Given problem »
Please collect every line in the records below that contains the word "bird" and copy each of those lines unchanged.

### Provided data ###

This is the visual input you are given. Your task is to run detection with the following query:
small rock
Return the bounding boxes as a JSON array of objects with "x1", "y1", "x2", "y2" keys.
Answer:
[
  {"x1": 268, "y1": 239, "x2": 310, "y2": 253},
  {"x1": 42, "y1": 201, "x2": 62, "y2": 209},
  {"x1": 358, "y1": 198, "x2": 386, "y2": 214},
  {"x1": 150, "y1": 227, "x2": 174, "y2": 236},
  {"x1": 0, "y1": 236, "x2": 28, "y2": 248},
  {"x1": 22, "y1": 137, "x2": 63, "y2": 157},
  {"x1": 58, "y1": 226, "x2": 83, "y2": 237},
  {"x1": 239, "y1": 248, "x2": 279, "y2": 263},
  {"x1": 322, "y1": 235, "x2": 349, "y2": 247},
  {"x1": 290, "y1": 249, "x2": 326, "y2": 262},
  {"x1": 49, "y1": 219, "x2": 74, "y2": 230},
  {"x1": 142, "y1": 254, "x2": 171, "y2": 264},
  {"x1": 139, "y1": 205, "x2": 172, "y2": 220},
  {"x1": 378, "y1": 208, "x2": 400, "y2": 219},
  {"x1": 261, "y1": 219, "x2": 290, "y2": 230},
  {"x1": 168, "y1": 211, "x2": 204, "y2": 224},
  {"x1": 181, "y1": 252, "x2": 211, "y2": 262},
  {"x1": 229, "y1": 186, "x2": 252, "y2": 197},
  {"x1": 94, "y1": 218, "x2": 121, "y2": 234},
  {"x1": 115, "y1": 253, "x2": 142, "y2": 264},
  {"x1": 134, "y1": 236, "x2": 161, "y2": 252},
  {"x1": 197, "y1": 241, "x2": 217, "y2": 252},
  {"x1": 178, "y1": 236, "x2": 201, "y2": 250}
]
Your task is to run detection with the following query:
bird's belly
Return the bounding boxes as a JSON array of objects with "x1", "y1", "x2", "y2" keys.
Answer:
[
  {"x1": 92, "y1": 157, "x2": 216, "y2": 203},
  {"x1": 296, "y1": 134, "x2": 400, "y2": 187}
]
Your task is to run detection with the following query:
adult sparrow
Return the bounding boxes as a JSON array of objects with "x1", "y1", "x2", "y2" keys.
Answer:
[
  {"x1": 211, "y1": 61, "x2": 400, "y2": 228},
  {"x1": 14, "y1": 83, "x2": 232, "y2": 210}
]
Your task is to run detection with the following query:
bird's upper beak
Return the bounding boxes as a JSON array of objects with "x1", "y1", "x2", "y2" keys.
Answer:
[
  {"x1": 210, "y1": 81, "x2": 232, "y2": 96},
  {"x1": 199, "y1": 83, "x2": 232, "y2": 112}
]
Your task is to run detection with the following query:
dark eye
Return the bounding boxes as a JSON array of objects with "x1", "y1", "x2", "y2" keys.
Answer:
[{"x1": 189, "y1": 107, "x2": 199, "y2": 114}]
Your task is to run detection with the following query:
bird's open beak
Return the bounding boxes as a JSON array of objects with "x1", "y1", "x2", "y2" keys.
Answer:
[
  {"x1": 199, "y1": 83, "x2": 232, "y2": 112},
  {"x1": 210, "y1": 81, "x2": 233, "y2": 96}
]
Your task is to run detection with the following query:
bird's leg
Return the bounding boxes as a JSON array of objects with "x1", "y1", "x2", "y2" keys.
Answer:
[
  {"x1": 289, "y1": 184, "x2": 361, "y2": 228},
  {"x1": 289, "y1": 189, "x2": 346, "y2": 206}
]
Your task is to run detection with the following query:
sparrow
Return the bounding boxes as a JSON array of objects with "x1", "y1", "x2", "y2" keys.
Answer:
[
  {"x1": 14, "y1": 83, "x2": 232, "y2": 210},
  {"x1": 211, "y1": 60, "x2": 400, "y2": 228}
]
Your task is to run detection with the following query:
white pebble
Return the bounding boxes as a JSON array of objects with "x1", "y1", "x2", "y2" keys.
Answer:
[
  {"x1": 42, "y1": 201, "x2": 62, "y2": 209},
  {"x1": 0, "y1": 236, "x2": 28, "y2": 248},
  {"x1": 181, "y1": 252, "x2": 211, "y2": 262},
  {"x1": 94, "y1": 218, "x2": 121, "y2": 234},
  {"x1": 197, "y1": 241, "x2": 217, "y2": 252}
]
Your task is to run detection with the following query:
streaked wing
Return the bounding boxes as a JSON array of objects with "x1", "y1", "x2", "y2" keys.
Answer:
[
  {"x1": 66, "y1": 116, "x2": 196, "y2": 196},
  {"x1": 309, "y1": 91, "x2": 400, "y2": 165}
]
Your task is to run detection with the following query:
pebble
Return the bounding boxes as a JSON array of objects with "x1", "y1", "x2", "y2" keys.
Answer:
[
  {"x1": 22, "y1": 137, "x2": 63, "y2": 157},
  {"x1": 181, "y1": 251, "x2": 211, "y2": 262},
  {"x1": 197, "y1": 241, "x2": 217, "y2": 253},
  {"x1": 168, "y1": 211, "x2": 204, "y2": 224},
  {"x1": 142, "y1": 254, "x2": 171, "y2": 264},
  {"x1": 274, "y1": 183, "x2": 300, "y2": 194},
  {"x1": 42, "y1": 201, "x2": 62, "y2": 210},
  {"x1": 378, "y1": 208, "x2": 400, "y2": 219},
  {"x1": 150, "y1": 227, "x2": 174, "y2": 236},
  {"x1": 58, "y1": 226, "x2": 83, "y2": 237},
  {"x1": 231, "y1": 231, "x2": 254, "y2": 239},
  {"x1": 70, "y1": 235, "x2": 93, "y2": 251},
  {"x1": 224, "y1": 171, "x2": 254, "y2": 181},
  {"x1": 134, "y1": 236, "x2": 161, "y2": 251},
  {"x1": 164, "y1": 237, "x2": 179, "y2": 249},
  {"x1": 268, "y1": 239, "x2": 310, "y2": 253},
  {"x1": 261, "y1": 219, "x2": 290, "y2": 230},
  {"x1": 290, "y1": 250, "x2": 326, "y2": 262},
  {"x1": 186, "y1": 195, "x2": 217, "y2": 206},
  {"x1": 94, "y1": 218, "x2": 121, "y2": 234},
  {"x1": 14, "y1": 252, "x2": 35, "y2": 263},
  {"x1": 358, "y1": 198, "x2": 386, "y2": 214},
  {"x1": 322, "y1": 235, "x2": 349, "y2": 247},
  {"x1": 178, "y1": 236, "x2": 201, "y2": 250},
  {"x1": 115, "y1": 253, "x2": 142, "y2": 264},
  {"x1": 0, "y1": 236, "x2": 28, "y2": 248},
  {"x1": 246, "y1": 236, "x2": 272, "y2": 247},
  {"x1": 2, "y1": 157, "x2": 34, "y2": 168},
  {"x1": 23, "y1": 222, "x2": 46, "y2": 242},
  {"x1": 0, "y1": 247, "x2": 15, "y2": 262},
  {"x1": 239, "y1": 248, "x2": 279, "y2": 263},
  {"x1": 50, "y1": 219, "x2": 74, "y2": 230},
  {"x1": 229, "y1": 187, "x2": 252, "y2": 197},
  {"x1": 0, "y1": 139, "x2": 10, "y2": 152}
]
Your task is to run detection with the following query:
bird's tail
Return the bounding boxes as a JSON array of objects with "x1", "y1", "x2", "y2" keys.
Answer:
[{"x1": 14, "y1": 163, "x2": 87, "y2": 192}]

###

Right answer »
bird's belly
bird's upper beak
bird's open beak
bird's leg
bird's tail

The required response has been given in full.